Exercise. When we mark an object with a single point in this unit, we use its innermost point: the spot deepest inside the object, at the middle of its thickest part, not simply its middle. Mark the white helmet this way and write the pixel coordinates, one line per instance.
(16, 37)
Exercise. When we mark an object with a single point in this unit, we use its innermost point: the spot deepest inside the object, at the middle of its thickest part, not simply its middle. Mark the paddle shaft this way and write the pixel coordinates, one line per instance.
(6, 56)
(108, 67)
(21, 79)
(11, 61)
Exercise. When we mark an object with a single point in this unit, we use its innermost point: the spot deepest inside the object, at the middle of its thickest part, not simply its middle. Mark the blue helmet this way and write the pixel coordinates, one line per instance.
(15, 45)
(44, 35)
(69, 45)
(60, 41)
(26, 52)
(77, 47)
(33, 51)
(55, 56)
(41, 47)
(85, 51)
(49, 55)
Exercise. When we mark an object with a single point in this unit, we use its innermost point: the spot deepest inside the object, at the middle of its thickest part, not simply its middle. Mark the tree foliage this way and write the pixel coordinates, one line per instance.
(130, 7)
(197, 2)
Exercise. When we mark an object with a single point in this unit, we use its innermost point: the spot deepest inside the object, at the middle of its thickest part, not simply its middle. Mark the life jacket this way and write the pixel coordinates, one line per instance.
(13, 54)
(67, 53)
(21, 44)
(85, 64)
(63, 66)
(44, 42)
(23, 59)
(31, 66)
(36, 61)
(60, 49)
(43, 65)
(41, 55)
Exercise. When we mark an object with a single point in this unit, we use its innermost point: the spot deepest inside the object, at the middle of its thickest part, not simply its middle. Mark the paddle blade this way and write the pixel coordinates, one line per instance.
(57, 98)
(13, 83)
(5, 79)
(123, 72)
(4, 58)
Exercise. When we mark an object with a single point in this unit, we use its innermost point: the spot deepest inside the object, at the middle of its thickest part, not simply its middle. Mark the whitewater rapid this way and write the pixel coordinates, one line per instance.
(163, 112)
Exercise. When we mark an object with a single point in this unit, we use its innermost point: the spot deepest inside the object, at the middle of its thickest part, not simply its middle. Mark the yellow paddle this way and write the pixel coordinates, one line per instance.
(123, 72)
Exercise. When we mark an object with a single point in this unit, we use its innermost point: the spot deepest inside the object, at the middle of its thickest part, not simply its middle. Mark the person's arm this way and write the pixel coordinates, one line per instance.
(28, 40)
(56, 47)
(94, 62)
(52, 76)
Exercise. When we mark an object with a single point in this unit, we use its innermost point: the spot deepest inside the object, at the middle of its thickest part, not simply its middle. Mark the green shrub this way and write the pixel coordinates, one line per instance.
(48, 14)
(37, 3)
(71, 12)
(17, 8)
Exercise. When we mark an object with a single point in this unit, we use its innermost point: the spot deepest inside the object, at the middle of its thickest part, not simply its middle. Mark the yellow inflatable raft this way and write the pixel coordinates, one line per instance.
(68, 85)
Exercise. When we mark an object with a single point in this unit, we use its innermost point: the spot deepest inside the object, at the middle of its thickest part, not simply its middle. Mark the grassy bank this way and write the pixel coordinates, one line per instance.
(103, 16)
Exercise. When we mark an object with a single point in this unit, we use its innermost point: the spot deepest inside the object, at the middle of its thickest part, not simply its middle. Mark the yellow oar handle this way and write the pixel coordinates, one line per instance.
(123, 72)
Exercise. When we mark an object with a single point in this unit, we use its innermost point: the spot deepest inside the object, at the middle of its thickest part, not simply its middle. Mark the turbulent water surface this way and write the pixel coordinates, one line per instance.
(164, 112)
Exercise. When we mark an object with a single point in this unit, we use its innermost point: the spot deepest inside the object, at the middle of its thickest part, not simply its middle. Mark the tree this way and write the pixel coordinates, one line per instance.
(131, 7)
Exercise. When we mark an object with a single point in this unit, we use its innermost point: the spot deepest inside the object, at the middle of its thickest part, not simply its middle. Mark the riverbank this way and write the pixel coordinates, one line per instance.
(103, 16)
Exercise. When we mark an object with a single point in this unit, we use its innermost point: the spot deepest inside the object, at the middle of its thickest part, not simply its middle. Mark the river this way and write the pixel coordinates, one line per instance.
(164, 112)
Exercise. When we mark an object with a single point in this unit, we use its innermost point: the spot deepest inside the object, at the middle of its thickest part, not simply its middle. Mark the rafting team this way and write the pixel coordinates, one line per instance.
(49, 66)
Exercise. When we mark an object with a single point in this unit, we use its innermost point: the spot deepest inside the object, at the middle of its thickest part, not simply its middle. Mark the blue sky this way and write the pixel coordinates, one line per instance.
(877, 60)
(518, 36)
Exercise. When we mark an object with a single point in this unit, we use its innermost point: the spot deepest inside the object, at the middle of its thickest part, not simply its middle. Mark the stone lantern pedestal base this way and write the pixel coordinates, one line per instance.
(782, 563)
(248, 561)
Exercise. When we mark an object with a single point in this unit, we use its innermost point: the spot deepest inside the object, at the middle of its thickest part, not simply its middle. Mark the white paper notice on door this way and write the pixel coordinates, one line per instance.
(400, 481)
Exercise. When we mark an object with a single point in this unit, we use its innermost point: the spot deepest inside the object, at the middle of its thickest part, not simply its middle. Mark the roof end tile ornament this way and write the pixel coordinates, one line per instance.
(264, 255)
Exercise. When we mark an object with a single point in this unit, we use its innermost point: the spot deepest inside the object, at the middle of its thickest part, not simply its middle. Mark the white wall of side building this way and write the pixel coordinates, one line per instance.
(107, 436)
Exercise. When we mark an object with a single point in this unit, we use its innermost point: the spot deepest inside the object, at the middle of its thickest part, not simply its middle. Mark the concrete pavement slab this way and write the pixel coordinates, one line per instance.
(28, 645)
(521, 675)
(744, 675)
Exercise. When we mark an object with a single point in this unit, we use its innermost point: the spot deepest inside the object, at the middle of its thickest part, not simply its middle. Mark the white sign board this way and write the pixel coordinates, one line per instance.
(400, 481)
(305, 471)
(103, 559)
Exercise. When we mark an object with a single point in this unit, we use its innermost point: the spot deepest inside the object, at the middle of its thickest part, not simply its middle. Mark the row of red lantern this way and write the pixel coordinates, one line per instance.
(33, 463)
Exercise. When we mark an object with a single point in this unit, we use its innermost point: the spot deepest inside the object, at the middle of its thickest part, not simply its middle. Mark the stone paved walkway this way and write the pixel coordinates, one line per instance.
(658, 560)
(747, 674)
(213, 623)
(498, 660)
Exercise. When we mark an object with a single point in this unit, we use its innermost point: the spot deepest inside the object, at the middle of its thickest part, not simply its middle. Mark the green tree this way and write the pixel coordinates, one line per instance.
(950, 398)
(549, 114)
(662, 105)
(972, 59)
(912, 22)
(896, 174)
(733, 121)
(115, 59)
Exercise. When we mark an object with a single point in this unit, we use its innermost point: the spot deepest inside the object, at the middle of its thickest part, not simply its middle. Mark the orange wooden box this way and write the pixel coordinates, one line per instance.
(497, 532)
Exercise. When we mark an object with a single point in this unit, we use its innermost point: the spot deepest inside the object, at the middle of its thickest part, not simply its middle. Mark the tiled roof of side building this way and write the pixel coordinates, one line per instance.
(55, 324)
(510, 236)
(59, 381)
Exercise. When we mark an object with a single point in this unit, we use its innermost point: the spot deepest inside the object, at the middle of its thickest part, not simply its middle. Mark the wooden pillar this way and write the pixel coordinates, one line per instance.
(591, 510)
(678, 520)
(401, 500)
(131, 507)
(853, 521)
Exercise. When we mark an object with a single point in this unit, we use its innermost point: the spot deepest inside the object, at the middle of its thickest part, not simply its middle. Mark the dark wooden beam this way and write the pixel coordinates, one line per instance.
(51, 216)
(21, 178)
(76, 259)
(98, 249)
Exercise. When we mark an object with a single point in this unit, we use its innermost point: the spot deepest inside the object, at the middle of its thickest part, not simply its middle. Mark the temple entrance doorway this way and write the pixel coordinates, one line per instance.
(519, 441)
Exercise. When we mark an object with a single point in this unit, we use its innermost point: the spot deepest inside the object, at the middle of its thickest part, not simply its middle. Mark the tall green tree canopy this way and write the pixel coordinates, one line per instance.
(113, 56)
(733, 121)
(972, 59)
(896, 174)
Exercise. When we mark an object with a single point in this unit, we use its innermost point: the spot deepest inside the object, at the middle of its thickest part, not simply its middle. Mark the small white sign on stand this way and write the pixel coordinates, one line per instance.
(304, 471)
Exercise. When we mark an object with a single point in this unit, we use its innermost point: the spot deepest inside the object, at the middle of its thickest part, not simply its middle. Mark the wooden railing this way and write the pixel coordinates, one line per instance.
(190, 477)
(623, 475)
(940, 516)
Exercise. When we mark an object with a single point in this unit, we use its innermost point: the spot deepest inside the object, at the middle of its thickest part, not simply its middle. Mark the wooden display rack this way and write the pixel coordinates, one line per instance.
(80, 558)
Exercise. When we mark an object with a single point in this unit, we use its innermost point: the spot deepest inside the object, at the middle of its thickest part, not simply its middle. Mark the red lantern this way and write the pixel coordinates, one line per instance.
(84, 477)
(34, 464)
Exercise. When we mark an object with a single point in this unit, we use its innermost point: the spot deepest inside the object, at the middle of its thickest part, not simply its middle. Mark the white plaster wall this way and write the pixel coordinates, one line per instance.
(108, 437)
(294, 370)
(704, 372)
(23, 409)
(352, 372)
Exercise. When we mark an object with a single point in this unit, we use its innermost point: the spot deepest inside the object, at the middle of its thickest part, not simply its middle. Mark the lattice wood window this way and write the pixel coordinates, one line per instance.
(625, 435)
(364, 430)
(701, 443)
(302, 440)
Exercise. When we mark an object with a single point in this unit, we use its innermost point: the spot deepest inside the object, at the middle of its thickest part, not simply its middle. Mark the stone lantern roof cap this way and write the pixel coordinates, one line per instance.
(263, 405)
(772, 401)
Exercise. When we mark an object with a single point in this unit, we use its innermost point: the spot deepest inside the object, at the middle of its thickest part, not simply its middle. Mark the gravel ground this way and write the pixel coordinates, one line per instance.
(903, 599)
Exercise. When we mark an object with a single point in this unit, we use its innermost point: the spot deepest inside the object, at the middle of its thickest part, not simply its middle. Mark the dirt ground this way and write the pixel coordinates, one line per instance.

○ ○ ○

Give again the lines from the line holding "Mark the gravel" through the close of the listing, both included, exactly as written and with nothing else.

EXPECTED ANSWER:
Exercise. When we mark an object with a single point in this unit, we use its innermost point: the spot deepest inside the object, at the middle of its thickest part, not simply its middle. Mark the gravel ground this way and write the pixel coordinates, one line per instance.
(903, 599)
Exercise. When we mark an object with a single point in this unit, we use its innermost point: the spot deepest inside the object, at the middle of its thickest part, not simply its middle. Mark the dirt ground this way and write the pixel coordinates, one line per instance.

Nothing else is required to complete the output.